— GOAL —
Convert the material below into a JSON array of strings, with each line as its own string and every blank line omitted.

— THE DATA —
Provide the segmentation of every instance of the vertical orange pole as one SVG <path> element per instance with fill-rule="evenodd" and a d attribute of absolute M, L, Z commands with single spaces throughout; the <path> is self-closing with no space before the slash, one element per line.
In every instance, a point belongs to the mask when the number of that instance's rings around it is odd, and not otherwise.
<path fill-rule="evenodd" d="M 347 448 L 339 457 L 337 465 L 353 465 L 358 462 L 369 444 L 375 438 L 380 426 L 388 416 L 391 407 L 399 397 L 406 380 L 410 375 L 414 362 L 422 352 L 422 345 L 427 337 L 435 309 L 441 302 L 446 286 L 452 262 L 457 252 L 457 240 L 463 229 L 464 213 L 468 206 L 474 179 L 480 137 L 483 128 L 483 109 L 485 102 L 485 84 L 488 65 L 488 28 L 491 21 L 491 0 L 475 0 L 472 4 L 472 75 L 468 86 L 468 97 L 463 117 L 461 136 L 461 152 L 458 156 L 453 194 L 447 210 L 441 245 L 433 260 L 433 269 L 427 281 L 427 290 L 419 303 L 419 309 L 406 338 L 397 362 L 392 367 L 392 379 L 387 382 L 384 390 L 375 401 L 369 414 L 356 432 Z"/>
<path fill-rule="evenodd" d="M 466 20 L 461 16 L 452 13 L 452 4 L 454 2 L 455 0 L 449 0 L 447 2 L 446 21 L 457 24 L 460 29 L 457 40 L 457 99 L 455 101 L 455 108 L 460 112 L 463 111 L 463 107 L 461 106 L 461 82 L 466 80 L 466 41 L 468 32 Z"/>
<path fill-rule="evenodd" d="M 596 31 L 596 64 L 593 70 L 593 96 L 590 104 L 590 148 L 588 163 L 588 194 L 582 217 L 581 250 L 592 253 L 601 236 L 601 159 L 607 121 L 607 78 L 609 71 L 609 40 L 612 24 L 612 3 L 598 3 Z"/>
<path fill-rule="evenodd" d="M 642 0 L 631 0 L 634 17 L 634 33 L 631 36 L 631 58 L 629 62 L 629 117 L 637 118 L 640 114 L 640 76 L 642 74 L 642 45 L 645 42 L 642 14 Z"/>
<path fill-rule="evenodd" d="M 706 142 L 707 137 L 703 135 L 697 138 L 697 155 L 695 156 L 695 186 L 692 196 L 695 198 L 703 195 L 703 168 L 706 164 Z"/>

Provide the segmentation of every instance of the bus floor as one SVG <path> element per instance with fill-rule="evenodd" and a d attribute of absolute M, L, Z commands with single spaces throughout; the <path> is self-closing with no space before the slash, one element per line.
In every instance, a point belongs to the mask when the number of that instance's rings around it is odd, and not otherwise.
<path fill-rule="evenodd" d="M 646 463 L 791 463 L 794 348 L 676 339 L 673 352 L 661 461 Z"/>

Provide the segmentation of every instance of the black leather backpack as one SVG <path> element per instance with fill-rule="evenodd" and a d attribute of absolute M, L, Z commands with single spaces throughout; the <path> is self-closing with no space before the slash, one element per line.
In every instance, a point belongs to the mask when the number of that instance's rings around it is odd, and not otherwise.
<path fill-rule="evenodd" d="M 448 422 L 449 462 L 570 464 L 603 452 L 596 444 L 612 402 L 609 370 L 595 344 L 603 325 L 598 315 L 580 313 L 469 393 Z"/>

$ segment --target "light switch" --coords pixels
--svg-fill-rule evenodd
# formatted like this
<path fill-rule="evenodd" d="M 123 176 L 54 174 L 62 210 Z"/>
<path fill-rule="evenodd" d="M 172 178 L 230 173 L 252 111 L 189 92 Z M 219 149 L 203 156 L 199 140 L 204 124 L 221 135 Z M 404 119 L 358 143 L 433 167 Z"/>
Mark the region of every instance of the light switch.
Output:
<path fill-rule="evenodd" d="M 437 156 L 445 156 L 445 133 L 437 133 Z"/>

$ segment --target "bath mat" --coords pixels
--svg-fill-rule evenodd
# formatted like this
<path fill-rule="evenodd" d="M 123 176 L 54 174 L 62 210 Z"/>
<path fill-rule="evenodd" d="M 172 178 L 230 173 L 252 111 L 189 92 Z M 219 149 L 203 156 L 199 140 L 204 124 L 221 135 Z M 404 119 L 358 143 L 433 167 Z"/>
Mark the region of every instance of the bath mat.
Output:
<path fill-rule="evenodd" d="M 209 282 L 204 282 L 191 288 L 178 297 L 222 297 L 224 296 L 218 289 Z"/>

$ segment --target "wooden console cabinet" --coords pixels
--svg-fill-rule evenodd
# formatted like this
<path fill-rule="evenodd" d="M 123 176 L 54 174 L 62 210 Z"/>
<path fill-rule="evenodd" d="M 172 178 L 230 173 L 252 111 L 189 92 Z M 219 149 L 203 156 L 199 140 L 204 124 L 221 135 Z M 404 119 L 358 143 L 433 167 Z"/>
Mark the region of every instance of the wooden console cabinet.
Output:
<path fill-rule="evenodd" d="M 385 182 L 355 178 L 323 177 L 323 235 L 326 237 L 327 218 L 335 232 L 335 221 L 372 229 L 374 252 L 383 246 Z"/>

— EXERCISE SOLUTION —
[
  "Provide the segmentation of every instance of the vertical orange pole as one SVG <path> element per instance with fill-rule=\"evenodd\" and a d attribute of absolute M, L, Z commands with single spaces throughout; the <path> is self-closing with no space before the slash, one element per line.",
  "In every instance, a point belongs to the mask when the number of that instance's rings around it is odd, and not otherwise.",
  "<path fill-rule=\"evenodd\" d=\"M 347 448 L 339 457 L 337 465 L 353 465 L 358 462 L 369 444 L 375 438 L 380 426 L 388 416 L 391 407 L 399 397 L 406 380 L 410 375 L 414 362 L 422 352 L 422 345 L 427 337 L 435 309 L 441 302 L 446 286 L 452 262 L 457 252 L 457 240 L 463 229 L 464 213 L 468 206 L 474 179 L 480 137 L 483 128 L 483 109 L 485 102 L 485 84 L 488 65 L 488 28 L 491 21 L 491 0 L 475 0 L 472 4 L 472 75 L 468 86 L 468 97 L 463 117 L 461 136 L 461 152 L 458 156 L 453 194 L 447 210 L 441 245 L 433 260 L 433 269 L 427 281 L 427 290 L 419 303 L 419 309 L 406 338 L 397 362 L 392 367 L 392 379 L 387 382 L 384 390 L 375 401 L 369 414 L 356 432 Z\"/>",
  "<path fill-rule=\"evenodd\" d=\"M 466 20 L 461 16 L 452 13 L 452 4 L 454 2 L 455 0 L 449 0 L 447 2 L 446 21 L 457 24 L 460 29 L 457 40 L 457 99 L 455 101 L 455 108 L 460 112 L 463 111 L 463 107 L 461 106 L 461 82 L 466 80 L 466 41 L 468 32 Z\"/>",
  "<path fill-rule=\"evenodd\" d=\"M 596 31 L 596 64 L 593 70 L 593 96 L 590 104 L 590 148 L 588 163 L 588 194 L 582 217 L 581 250 L 592 253 L 601 236 L 601 159 L 607 121 L 607 78 L 609 71 L 609 40 L 612 24 L 612 3 L 598 3 Z\"/>",
  "<path fill-rule=\"evenodd\" d=\"M 642 0 L 631 0 L 634 17 L 634 33 L 631 36 L 631 58 L 629 62 L 629 117 L 637 118 L 640 114 L 640 76 L 642 74 L 642 45 L 645 42 L 642 14 Z\"/>",
  "<path fill-rule=\"evenodd\" d=\"M 706 142 L 707 137 L 703 135 L 697 138 L 697 155 L 695 156 L 695 186 L 692 196 L 695 198 L 703 195 L 703 168 L 706 164 Z\"/>",
  "Provide the segmentation of every instance of the bus floor as one SVG <path> element per instance with fill-rule=\"evenodd\" and a d attribute of absolute M, L, Z commands with single spaces throughout; the <path> is self-closing with no space before the slash, one element per line.",
  "In every instance, a point belongs to the mask when the number of that instance's rings around it is odd, and not otherwise.",
  "<path fill-rule=\"evenodd\" d=\"M 646 463 L 791 463 L 794 348 L 676 339 L 673 352 L 661 461 Z\"/>",
  "Provide the segmentation of every instance of the black leather backpack as one SVG <path> element per instance with fill-rule=\"evenodd\" and a d attribute of absolute M, L, Z commands with single spaces throughout; the <path> is self-closing with no space before the slash, one element per line.",
  "In every instance, a point belongs to the mask when the number of that instance's rings around it is odd, and not otherwise.",
  "<path fill-rule=\"evenodd\" d=\"M 448 422 L 449 462 L 570 464 L 603 452 L 596 444 L 612 402 L 609 370 L 595 344 L 603 325 L 598 315 L 580 313 L 469 393 Z\"/>",
  "$ segment --target \"light switch\" --coords pixels",
  "--svg-fill-rule evenodd",
  "# formatted like this",
  "<path fill-rule=\"evenodd\" d=\"M 123 176 L 54 174 L 62 210 Z\"/>",
  "<path fill-rule=\"evenodd\" d=\"M 172 178 L 230 173 L 252 111 L 189 92 Z M 219 149 L 203 156 L 199 140 L 204 124 L 221 135 Z M 404 119 L 358 143 L 433 167 Z\"/>",
  "Mark the region of every instance of the light switch.",
  "Output:",
  "<path fill-rule=\"evenodd\" d=\"M 437 156 L 445 156 L 445 133 L 437 133 Z\"/>",
  "$ segment --target \"bath mat\" --coords pixels",
  "--svg-fill-rule evenodd",
  "# formatted like this",
  "<path fill-rule=\"evenodd\" d=\"M 123 176 L 54 174 L 62 210 Z\"/>",
  "<path fill-rule=\"evenodd\" d=\"M 172 178 L 230 173 L 252 111 L 189 92 Z M 219 149 L 203 156 L 199 140 L 204 124 L 221 135 Z M 404 119 L 358 143 L 433 167 Z\"/>",
  "Mark the region of every instance of the bath mat.",
  "Output:",
  "<path fill-rule=\"evenodd\" d=\"M 209 282 L 204 282 L 191 288 L 178 297 L 222 297 L 224 296 L 218 289 Z\"/>",
  "$ segment --target \"wooden console cabinet\" --coords pixels",
  "--svg-fill-rule evenodd",
  "# formatted like this",
  "<path fill-rule=\"evenodd\" d=\"M 123 176 L 54 174 L 62 210 Z\"/>",
  "<path fill-rule=\"evenodd\" d=\"M 172 178 L 230 173 L 252 111 L 189 92 Z M 219 149 L 203 156 L 199 140 L 204 124 L 221 135 Z M 404 119 L 358 143 L 433 167 Z\"/>",
  "Mark the region of every instance of the wooden console cabinet.",
  "Output:",
  "<path fill-rule=\"evenodd\" d=\"M 385 182 L 355 178 L 323 177 L 323 235 L 326 237 L 327 218 L 335 232 L 335 221 L 372 229 L 374 252 L 383 246 Z\"/>"
]